TASK>
Reproduce exactly the stretch of lines running from the line with "Target: parked car" to the end of the entries below.

━━━━━ LISTED RECORDS

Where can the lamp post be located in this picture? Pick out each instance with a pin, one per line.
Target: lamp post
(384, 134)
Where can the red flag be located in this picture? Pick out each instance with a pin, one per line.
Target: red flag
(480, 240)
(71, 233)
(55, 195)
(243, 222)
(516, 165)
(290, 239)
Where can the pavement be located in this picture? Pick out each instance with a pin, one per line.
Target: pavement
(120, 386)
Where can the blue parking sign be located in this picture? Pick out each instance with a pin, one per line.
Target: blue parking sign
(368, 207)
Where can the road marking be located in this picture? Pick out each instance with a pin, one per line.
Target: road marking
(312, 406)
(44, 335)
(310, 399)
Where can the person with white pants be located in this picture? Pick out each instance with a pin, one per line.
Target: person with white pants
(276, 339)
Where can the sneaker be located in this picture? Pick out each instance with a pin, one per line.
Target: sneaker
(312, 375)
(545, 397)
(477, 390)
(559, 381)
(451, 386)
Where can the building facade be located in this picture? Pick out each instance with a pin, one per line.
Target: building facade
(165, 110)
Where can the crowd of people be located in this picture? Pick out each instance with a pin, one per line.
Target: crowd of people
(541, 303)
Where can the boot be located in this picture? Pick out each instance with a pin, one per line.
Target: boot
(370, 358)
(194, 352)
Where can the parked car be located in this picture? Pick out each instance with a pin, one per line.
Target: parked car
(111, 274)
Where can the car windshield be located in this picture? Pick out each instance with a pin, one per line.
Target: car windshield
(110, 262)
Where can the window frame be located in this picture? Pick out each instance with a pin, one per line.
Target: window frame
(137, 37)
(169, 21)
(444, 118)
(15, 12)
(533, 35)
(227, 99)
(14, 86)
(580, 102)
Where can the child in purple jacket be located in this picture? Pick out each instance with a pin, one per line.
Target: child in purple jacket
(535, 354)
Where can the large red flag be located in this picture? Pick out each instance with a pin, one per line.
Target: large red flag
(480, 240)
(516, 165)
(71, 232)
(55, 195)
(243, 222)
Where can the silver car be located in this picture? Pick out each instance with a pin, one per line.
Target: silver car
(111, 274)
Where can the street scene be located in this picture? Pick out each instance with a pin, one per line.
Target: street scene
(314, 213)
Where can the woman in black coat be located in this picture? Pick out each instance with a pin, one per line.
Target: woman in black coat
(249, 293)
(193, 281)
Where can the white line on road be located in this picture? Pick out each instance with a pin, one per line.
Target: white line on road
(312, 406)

━━━━━━━━━━

EXERCISE OUTPUT>
Target: parked car
(111, 274)
Where can the car windshield be located in this picture? Pick out each instance with a pin, one per line.
Target: car windshield
(110, 262)
Where can the window frame be located in this picture? Pick out each instance with a pin, one per line.
Target: window frame
(137, 37)
(169, 21)
(444, 118)
(15, 12)
(533, 35)
(227, 99)
(14, 86)
(580, 102)
Where can the child in purple jacket be located in this picture? Pick out each instance with a pin, one per line.
Target: child in purple jacket
(535, 354)
Where can the large red flag be located in this picture? Pick out each instance with a pin, one per line.
Target: large red flag
(480, 240)
(516, 165)
(71, 232)
(55, 195)
(243, 222)
Where can the silver car be located in this picture? Pick out each instance with a pin, one per line.
Target: silver car
(111, 274)
Where can the street scene be located in this picture? Pick out each instance with a pin, one per line.
Target: street scene
(314, 213)
Where can the woman in black coat be located in this picture? Pick out each instance with a pin, one per line.
Target: woman in black coat
(249, 293)
(193, 281)
Where can the white line on road be located in this picture? Pick out each instance with a pin, one per line.
Target: white line on road
(312, 406)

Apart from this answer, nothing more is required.